* Provided material
• • • •

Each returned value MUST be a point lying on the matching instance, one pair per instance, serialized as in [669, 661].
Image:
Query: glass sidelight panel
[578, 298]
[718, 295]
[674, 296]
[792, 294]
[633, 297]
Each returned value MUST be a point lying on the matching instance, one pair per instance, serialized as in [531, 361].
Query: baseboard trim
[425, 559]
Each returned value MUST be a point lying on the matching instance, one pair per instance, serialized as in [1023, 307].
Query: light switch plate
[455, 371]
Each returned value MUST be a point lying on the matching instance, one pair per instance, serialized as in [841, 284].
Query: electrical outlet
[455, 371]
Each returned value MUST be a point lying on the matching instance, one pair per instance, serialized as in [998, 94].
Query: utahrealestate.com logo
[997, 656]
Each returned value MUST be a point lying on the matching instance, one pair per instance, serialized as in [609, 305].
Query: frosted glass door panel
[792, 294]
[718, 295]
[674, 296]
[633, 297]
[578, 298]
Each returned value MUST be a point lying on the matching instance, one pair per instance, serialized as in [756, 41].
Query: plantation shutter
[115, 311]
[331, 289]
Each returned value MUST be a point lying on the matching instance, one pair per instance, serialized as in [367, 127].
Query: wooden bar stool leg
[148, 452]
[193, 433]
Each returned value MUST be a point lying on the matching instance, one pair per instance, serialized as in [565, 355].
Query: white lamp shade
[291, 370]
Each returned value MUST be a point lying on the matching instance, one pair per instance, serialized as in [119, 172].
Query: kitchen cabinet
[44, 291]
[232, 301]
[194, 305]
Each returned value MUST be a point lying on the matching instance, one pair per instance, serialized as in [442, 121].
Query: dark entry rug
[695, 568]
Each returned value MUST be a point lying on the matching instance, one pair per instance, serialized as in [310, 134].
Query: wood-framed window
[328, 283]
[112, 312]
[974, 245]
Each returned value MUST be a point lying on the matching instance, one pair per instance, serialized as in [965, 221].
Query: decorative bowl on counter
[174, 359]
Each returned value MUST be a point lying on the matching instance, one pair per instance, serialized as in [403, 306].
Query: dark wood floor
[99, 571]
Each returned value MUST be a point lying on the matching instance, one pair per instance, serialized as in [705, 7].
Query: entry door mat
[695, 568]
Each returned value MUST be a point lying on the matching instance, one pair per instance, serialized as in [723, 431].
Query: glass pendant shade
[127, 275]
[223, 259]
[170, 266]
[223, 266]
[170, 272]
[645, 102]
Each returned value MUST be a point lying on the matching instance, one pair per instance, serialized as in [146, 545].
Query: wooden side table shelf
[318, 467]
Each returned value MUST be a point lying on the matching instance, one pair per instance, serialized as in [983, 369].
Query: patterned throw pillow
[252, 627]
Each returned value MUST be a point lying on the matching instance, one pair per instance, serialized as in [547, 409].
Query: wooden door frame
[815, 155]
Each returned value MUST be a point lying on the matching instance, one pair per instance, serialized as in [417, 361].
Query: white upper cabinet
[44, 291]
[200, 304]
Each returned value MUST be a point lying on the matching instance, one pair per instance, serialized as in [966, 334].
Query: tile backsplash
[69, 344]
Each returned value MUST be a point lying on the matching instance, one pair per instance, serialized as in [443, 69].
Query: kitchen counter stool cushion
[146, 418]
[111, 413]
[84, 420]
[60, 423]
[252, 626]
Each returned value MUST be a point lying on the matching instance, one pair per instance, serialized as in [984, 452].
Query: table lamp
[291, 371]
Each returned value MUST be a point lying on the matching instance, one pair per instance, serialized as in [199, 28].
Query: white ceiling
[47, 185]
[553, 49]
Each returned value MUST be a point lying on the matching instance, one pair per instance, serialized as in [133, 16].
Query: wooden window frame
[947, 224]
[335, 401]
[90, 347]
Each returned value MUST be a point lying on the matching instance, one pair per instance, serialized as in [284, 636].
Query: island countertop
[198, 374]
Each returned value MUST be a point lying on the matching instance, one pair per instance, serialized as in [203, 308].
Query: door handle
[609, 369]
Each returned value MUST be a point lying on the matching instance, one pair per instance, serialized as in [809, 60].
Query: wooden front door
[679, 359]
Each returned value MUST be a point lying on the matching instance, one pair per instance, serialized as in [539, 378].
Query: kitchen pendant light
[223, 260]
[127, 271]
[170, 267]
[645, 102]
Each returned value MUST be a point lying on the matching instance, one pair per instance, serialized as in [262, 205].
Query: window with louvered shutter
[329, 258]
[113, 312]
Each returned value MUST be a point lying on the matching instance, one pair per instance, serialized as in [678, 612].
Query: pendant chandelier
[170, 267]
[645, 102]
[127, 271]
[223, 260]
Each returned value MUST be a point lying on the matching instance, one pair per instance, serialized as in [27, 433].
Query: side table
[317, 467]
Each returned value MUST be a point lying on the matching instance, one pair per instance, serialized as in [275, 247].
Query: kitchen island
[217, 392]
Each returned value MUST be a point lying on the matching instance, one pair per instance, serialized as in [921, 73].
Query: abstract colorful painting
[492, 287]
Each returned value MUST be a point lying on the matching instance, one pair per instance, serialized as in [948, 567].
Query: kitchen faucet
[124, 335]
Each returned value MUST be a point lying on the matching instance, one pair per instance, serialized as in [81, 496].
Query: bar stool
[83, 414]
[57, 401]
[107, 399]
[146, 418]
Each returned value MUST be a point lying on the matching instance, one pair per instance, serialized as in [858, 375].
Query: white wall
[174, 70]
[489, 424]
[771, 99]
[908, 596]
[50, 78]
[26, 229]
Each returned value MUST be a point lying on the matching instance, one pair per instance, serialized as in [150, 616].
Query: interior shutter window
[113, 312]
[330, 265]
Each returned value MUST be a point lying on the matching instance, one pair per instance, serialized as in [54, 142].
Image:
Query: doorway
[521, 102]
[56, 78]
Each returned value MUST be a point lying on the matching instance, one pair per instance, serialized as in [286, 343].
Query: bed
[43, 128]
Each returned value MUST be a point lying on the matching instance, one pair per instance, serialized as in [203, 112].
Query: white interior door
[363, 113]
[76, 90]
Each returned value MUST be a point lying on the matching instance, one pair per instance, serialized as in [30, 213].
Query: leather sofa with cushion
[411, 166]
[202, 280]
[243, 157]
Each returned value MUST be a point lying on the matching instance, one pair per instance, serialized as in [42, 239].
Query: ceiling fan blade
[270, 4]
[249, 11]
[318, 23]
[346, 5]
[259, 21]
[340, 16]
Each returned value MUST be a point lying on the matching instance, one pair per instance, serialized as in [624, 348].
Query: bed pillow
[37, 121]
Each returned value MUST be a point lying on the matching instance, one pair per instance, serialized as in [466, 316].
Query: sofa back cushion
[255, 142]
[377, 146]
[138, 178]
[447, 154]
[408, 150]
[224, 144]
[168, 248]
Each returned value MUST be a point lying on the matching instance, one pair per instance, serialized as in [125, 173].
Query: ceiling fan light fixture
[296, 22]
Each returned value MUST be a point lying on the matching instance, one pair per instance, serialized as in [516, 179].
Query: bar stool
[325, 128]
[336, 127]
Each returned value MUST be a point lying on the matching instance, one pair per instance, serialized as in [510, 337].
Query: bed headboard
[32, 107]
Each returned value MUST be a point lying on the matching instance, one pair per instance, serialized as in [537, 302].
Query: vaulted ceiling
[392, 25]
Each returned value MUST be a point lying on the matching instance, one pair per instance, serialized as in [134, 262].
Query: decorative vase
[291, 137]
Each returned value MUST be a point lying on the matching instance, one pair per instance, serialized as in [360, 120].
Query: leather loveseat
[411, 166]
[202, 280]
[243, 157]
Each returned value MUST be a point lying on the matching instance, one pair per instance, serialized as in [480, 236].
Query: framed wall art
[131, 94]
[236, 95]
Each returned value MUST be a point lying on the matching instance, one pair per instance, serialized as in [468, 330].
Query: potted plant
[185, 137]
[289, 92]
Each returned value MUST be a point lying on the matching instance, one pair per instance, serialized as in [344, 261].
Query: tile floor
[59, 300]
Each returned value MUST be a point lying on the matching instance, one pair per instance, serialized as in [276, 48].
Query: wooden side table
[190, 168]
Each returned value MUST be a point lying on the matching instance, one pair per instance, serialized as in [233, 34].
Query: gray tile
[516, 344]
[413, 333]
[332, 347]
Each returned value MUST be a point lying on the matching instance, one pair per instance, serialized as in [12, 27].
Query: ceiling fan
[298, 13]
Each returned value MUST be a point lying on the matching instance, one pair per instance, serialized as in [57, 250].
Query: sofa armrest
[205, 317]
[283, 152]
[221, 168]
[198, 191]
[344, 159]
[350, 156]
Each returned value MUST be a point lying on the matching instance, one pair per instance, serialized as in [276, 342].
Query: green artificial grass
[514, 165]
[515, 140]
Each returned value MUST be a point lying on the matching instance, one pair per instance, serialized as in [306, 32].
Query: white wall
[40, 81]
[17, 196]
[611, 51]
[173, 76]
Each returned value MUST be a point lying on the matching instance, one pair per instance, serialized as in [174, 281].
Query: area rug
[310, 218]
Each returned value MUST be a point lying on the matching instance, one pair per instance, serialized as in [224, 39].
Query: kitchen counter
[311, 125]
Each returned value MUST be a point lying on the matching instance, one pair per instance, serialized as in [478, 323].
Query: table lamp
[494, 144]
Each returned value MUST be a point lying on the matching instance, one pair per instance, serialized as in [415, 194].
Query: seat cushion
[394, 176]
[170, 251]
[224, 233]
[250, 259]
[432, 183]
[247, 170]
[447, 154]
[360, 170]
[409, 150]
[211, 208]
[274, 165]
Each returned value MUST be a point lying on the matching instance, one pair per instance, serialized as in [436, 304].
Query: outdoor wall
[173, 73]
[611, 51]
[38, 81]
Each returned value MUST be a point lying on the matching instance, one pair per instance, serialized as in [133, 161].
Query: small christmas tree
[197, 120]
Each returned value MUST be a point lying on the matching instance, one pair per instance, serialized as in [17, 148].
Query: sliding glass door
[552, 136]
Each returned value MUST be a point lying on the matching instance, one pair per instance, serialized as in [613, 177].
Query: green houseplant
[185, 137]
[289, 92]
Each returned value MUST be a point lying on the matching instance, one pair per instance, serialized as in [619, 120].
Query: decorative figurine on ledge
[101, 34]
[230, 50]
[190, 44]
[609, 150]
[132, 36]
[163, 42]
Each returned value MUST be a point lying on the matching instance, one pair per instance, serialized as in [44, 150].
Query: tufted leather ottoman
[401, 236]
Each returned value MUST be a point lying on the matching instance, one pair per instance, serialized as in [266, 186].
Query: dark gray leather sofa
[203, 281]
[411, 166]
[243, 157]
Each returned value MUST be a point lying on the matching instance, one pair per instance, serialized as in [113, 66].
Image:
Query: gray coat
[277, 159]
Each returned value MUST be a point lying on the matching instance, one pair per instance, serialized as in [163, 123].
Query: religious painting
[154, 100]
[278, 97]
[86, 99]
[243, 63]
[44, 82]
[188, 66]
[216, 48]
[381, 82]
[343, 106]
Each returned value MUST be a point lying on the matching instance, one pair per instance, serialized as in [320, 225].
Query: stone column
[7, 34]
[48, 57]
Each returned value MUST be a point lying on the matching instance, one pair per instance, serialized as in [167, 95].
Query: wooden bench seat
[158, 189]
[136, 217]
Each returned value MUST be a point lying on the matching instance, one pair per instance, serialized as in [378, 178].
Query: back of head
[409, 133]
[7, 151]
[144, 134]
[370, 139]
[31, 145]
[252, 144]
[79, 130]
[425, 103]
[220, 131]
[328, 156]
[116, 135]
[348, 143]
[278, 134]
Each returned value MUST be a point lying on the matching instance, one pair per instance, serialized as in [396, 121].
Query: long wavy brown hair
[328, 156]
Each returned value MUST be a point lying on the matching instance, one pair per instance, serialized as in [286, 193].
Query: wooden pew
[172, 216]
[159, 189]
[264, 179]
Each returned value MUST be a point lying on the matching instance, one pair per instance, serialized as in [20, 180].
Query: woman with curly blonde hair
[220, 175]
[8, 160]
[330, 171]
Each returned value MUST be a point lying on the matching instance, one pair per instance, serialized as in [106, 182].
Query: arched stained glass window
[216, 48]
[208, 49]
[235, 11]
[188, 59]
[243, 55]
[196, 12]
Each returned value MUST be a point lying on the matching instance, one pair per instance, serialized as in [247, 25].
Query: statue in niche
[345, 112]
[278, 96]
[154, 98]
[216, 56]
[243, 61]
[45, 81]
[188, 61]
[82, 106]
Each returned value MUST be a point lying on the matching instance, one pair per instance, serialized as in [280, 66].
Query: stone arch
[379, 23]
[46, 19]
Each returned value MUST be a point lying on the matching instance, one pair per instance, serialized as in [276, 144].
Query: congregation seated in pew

• • • •

* Task brief
Please give again the lines above between the line holding "in [415, 194]." and the line holding "in [133, 161].", inclusive, exactly as they are and with nothing added.

* Result of the exercise
Each returned value MUST be a point lying on the matching instance, one pair per instance, serialized as in [415, 194].
Query: seat cushion
[394, 176]
[170, 251]
[224, 233]
[250, 259]
[432, 183]
[247, 170]
[447, 154]
[360, 170]
[409, 150]
[211, 208]
[274, 165]
Each returned value MUST be a point lying on the matching instance, one pair per instance, serialized as in [436, 304].
Query: outdoor wall
[173, 73]
[611, 51]
[38, 81]
Each returned value MUST be a point lying on the matching instance, one pair per instance, serialized as in [133, 161].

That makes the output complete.